Kontrast mit Corrugated Cladding
Als Kontrastprogramm für Rundbögen bietet sich aber auch ganz besonders die Wellblechoptik an, deren klare Strukturen sich an den fließenden Formen des Arch Designs harmonisch brechen. Spätestens auf diese Weise wird den Rundbögen das potenziell altmodische und uncoole Flair genommen, das ihnen zumindest von einigen Vertretern der Zunft immer noch angehängt wird. Interessant ist zudem, dass die Kombination Rundbogen und Corrugated Cladding sowohl bei kleinteiliger Tableware als auch bei üppigen Raumteilern funktioniert, und wie die jeweilige Intensität des einen oder des anderen Elements die Wirkung eines Gegenstandes beeinflusst: dominieren die Rundbögen, wirkt das Arch Design tendenziell lieblich. Herrscht dagegen die Wellblechoptik vor, wird es sehr modern und rational.
Arch Design als Gefühlstransporter
Rundbögen werden heutzutage aber nicht nur wegen ihrer wandelbaren und dekorativen Formschönheit geschätzt, sondern auch, weil sie Emotionen transportieren können. So können die verspielten Linien selbst auf einem Handtuch oder Teppich beschützend wirken, während sie in bunten Farben eine kindliche Leichtigkeit und Lebensfreude versprühen. Die in Bogenform gearbeitete Schreibtischablage Cloud von Fundamental Berlin bringt Glamour auf den Arbeitsplatz.

========================================================================

__Ihre Aufgabe__
Führen Sie den obigen Text über Rundbögen im Arch Design im Anschluss an seinen letzten Satz fort.

========================================================================

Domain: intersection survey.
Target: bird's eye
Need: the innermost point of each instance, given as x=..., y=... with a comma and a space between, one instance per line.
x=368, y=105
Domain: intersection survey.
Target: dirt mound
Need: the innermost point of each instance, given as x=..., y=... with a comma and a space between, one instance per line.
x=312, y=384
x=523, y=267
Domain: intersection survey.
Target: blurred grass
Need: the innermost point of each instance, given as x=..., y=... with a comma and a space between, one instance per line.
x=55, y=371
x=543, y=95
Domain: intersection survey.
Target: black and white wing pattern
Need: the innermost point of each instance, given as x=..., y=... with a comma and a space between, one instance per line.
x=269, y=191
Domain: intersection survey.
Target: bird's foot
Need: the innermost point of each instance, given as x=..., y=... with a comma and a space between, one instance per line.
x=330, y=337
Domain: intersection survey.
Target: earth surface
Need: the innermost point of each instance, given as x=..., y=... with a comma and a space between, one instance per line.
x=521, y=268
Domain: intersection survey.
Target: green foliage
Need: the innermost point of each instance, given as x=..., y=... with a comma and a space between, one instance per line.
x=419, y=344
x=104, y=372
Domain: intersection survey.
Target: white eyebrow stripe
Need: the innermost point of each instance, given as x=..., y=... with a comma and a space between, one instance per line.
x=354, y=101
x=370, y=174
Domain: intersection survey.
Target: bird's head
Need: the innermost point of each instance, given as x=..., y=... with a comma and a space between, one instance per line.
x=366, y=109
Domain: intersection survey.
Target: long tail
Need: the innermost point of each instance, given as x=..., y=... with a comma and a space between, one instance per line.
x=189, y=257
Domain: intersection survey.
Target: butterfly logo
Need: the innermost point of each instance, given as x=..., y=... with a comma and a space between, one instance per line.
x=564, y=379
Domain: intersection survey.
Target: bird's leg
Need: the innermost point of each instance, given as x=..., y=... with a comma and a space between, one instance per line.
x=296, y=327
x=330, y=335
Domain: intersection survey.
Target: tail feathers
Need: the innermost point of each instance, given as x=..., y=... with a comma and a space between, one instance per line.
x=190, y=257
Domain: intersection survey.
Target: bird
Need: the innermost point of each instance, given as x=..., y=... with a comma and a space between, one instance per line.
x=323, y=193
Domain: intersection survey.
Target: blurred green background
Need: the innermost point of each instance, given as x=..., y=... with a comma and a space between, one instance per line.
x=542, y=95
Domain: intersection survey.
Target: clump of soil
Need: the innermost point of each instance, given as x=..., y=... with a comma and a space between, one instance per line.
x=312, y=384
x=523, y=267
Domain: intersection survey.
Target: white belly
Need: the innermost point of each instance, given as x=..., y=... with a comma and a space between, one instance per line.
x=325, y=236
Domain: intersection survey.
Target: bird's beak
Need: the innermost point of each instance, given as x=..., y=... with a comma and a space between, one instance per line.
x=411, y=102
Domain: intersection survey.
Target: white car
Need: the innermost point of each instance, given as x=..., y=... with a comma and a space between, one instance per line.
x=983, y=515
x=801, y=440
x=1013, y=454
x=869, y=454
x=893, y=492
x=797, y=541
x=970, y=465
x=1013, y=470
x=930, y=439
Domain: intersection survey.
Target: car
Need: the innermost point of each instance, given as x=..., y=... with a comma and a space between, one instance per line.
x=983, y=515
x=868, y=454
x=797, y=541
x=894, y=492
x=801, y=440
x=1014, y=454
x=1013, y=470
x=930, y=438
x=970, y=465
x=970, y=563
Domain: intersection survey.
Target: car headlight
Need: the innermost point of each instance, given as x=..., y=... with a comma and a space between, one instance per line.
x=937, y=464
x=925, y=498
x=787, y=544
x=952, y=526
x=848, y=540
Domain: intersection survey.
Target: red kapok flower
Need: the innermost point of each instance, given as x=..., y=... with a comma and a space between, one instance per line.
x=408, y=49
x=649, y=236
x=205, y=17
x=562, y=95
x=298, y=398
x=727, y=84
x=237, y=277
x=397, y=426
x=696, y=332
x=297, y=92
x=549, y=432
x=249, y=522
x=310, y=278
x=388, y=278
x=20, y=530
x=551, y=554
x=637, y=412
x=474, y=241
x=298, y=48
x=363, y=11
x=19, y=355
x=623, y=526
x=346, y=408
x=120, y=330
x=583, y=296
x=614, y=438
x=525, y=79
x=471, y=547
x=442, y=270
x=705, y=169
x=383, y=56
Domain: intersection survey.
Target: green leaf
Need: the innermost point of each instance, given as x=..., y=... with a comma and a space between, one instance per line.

========================================================================

__Ihre Antwort__
Spannend wird es auch, wenn das Arch Design wieder verstärkt bei modischen und funktionellen Accessoires für den täglichen Gebrauch zu sehen sein wird, denn die halbrunden Formen sind geradezu ideal für die Gestaltung von Handtaschen, Vasen oder Schmuck. Auch bei den Materialien und der Bedienung von Gebrauchsgegenständen im Arch Design sind die Möglichkeiten zahlreich. Ein schönes Beispiel ist die elegante Pendelleuchte Tinge Pendant von Jacob Starley. An ihrem filigranen Gestell aus Metall hängen die Glühlampen, deren Licht mithilfe eines Messingknopfs durch eine Glasscheibe gedimmt werden kann.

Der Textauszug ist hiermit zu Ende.